In the pandas post below, how long does saving the DataFrame with to_pickle take?

**TEXT EXCERPT:**
— START —
0

To create a large pandas DataFrame (where each entry in the dataframe is a float and the data and dataframes are on the order of 30,000 rows and and tens of columns), from a dictionary can be done in a short amount of time by calling:

import pandas as pd
df = pd.DataFrame(my_dict)

This df object is created very quickly (about 0.05 seconds).

Additionally, saving and recalling the data frame using to_pickle and read_pickle can be done quickly.

df.to_pickle(save_path)  # takes ~2.5 seconds
reloaded_df = pd.read_pickle(save_path) # takes 0.1 seconds

However, when I try to do any operations on reloaded_df, it takes an unreasonable amount of time and memory. For example, calling:

 reloaded_df.head()  # Takes many minutes to run and uses a lot of RAM.

Why is reloading the data frame so quick, but operating on it take so long? Also, what would be a work-around so calling reloaded_df.head() returns quickly after reloading the data frame?
— END —
**RAW DATA:**
— START —
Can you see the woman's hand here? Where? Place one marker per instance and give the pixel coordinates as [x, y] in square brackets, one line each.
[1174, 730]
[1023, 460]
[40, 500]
— END —
**TASK RESULT:** About 2.5 seconds.